Exercise objective -
Using the data below, return every line that holds the word "point".

Natural language region descriptions -
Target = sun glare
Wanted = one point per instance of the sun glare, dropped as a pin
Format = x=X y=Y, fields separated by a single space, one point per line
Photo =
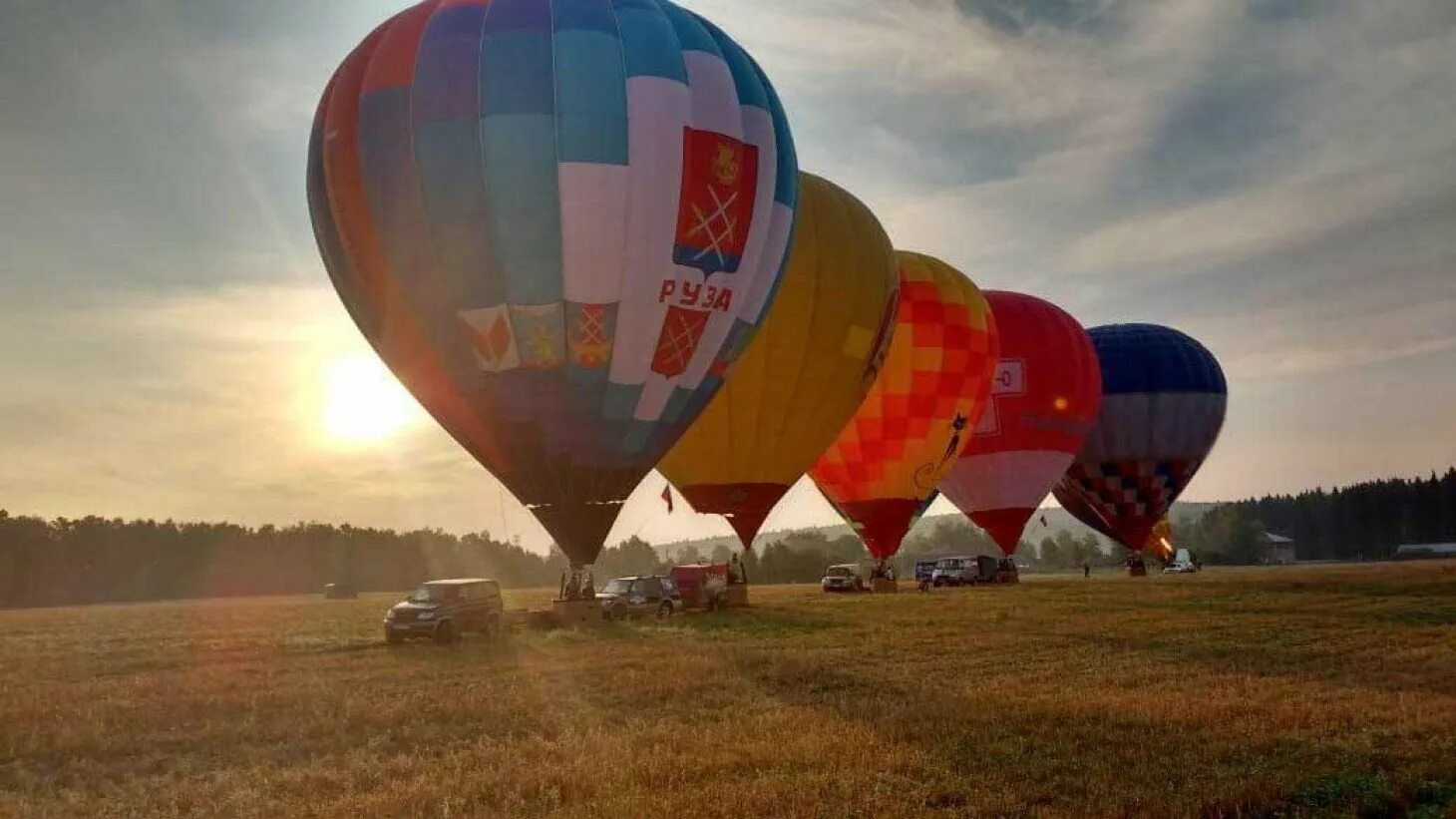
x=363 y=402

Answer to this task -
Wanted = one point per instance of the sun glare, dropped as a pin
Format = x=X y=Y, fields separated by a single space, one point per line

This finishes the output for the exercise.